## Parts of the exercise
1/ Output the part of the passage on Canada's role in Afghanistan between "In commenting on" and "July 10, 2007)", inclusive.
2/ Pull out every line of the records that contains the string "blurred", treating uppercase and lowercase as different.

Thank you for your comments following my recent press conference on Afghanistan. I welcome the opportunity to explain the timing of the press conference and the federal NDP's position on Canada's role in Afghanistan.

First, my July 4th press conference calling on Prime Minister Harper to work towards a de-escalation of the war was already underway when the sad news of the soldiers' deaths was breaking. 

Five years after the invasion of Afghanistan, it is reasonable to examine the present situation. NDP Defence Critic Dawn Black has released our Party’s comprehensive report on the Conservative-Liberal mission in Afghanistan. It provides background on the conflict, analyzes the issues faced by Canadian troops and Afghan citizens, and offers concrete solutions to help stabilize the country. 

In commenting on our report, journalist Barbara Yaffe said, "The party details a logical, realistic position in an 11-page dissenting opinion to a June 18 report on the deployment by the Commons committee. It followed several months of hearings. ... The NDP's blunt conclusion is one that is mighty hard to refute." (Vancouver Sun, July 10, 2007) 

For more information, please visit: http://www.ndp.ca/page/5462 

Some will say that if we do not support the mission, then we do not support our troops. That is not the case. The NDP supports our troops and their families and it is out of the deep respect for each and every one of them that we seek a de-escalation of this conflict. We believe in sending our brave men and women of the armed forces on missions that have clear goals and a specific plan on what our soldiers need to do to achieve victory. The truth is that the mission in Afghanistan has neither.

Since 2001, military efforts in Afghanistan have failed to bring peace, reduce poverty, stop heroin production, or help reconstruct Afghanistan. NATO was supposed to secure some areas of the country, where institutions could be strengthened and development projects executed, and therefore, help the Afghan government to deliver stability to its citizens. The sad truth is that both U.S. and NATO military efforts have failed to deliver peace and prosperity to the most vulnerable of Afghans: women and children. http://www.senliscouncil.net/modules/publications/014_publication

Malalai Joya, a female MP in the Afghan National Assembly, said, “The situation in Afghanistan and conditions of its ill-fated women will never change positively, as long as the warlords are not disarmed and both the pro-US and anti-US terrorists are removed from the political scene of Afghanistan.” (Quote from speech delivered to 2006 NDP National Convention)

## Records
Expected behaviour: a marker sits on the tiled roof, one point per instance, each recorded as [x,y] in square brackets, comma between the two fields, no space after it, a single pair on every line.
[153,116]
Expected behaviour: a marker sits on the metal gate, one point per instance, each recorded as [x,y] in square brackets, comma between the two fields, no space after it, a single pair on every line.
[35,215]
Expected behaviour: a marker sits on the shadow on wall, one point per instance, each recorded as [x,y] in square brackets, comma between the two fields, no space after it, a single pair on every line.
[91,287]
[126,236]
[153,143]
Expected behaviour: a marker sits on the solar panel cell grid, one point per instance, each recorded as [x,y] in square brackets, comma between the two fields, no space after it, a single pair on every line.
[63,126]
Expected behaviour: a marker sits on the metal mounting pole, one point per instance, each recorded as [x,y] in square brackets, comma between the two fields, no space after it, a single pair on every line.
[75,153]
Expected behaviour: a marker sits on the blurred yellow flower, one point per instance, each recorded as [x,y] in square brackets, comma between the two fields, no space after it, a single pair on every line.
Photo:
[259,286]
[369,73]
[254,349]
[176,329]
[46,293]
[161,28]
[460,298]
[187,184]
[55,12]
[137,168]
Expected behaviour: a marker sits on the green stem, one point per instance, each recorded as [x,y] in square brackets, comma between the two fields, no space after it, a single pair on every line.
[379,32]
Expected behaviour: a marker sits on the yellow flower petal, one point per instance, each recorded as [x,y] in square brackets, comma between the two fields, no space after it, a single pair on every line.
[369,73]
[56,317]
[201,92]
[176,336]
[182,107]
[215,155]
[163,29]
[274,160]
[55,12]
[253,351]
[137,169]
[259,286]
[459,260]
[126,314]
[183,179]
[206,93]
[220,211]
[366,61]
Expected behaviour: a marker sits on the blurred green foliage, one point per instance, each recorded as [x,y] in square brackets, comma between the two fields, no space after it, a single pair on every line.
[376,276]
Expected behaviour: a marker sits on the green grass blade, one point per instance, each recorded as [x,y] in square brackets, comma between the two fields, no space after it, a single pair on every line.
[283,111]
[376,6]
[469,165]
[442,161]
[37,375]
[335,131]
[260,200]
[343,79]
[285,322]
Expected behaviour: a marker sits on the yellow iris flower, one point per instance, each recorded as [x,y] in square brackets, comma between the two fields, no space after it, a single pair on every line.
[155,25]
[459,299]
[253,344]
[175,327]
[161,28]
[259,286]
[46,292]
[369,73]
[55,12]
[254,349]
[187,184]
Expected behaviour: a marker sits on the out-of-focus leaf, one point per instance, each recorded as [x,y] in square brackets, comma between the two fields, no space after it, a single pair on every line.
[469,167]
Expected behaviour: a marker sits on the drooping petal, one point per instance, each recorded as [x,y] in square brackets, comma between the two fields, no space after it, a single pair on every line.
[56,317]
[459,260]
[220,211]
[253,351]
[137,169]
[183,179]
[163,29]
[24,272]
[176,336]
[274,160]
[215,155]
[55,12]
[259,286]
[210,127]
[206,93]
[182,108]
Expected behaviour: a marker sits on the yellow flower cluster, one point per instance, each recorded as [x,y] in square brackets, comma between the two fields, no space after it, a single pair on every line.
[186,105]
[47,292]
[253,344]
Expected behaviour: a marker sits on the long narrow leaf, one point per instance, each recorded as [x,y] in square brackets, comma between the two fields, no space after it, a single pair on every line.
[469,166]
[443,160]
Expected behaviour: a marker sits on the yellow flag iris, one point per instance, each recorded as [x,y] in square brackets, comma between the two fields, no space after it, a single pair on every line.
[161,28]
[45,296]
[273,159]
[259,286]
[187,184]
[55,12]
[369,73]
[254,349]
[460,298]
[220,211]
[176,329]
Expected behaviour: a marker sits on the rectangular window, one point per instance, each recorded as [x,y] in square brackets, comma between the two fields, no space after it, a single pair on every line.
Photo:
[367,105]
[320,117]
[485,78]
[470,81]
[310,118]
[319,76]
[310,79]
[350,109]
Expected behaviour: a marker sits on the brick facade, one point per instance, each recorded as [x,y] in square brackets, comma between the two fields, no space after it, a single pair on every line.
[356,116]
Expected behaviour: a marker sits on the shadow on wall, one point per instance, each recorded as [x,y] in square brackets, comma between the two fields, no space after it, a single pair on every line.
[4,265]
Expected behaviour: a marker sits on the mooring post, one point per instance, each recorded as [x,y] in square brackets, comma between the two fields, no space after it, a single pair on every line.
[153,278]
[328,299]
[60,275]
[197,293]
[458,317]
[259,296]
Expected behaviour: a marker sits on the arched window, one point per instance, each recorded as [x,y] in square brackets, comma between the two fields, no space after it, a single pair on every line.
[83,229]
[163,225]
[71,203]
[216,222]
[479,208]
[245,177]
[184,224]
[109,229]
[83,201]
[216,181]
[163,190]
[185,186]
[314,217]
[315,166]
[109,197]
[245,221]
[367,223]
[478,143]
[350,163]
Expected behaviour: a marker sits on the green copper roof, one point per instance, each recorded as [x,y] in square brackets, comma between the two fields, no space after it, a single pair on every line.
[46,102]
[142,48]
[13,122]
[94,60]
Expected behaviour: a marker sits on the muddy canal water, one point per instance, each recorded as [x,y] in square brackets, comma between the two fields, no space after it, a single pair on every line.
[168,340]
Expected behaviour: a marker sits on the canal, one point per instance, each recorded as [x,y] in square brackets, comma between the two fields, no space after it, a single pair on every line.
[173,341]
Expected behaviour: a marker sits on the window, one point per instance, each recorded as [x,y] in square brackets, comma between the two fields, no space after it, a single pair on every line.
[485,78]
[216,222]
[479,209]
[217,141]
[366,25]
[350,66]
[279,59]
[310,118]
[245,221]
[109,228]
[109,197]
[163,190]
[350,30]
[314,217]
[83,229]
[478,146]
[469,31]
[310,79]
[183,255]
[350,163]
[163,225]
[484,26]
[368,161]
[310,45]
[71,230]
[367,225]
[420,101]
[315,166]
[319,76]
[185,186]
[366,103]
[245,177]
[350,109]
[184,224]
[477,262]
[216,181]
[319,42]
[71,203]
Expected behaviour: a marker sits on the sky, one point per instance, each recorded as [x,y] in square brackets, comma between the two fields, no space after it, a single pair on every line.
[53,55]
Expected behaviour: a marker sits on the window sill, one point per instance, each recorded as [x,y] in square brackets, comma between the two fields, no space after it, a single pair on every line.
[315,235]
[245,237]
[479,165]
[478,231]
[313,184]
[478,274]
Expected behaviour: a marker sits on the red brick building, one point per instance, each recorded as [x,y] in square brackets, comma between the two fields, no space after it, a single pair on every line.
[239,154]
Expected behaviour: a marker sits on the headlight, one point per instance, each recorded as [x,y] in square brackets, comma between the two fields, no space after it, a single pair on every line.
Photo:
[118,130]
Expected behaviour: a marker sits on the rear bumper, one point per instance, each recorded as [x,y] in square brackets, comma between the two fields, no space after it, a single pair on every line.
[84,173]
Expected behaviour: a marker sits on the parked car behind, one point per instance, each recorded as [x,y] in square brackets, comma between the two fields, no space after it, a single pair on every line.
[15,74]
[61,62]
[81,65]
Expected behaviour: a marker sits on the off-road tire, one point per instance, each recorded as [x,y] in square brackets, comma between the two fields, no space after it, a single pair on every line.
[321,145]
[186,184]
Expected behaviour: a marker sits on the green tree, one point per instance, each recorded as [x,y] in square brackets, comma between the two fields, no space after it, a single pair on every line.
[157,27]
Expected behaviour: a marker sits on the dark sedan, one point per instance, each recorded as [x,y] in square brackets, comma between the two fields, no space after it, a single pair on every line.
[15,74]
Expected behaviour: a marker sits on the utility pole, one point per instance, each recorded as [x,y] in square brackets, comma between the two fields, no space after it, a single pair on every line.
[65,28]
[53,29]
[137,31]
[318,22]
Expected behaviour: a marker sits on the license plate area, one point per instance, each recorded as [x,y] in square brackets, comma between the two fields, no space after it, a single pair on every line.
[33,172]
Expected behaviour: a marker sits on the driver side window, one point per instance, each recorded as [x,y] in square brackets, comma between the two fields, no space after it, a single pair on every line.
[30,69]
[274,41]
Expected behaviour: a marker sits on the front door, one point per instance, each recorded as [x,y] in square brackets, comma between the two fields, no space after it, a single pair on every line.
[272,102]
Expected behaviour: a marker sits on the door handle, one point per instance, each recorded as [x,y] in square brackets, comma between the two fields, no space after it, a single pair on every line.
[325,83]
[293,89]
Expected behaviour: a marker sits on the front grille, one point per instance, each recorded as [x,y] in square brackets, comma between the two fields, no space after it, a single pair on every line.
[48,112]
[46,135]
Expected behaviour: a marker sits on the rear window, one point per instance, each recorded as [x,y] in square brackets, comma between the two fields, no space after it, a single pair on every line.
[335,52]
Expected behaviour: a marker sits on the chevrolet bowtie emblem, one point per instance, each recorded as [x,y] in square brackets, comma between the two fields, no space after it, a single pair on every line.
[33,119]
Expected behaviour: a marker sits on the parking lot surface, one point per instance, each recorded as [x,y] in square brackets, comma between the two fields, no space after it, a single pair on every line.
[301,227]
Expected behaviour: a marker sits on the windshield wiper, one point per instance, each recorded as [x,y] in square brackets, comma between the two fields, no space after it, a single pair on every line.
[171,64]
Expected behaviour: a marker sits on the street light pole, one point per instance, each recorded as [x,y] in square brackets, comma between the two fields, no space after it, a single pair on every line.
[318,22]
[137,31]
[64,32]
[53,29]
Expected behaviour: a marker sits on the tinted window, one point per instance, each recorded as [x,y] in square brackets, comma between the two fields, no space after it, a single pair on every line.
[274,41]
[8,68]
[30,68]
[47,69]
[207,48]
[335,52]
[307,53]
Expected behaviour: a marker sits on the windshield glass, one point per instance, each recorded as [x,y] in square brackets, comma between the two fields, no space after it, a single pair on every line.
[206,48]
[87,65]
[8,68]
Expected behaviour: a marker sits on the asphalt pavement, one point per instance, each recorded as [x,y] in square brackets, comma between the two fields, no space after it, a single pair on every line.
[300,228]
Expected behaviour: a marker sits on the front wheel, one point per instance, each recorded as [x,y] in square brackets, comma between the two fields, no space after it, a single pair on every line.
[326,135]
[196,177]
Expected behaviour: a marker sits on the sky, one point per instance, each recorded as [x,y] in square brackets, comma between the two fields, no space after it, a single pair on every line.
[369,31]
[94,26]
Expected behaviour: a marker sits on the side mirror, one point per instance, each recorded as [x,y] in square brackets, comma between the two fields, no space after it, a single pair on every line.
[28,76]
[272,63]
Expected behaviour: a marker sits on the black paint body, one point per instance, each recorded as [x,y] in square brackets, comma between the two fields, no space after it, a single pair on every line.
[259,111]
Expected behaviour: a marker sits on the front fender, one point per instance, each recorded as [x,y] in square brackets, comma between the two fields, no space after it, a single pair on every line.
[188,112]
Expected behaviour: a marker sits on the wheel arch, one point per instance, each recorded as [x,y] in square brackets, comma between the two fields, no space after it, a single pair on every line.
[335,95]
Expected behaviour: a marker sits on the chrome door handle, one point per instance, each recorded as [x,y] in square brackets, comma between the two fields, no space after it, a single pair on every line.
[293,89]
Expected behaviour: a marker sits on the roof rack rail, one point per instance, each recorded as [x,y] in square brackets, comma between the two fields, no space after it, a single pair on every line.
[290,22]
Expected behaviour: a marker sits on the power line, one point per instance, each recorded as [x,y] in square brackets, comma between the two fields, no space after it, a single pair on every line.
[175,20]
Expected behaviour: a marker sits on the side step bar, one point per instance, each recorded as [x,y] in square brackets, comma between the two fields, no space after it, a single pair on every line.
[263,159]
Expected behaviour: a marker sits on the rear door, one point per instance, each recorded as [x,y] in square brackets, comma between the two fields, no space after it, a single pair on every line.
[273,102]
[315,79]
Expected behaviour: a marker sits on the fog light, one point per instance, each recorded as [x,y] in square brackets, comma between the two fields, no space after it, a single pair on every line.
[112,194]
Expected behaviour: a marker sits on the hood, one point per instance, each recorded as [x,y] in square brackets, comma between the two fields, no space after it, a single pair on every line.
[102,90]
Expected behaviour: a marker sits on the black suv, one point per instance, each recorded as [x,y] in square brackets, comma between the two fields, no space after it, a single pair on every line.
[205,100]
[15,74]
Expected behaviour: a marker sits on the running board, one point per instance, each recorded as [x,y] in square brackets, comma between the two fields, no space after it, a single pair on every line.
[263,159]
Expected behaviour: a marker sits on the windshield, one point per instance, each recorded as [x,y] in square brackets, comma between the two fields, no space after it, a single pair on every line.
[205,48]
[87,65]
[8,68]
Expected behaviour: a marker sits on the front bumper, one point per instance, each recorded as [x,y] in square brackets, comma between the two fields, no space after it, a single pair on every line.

## Expected responses
1/
In commenting on our report, journalist Barbara Yaffe said, "The party details a logical, realistic position in an 11-page dissenting opinion to a June 18 report on the deployment by the Commons committee. It followed several months of hearings. ... The NDP's blunt conclusion is one that is mighty hard to refute." (Vancouver Sun, July 10, 2007)

2/
Expected behaviour: a marker sits on the blurred yellow flower, one point per instance, each recorded as [x,y] in square brackets, comma between the two fields, no space after it, a single pair on every line.
Expected behaviour: a marker sits on the blurred green foliage, one point per instance, each recorded as [x,y] in square brackets, comma between the two fields, no space after it, a single pair on every line.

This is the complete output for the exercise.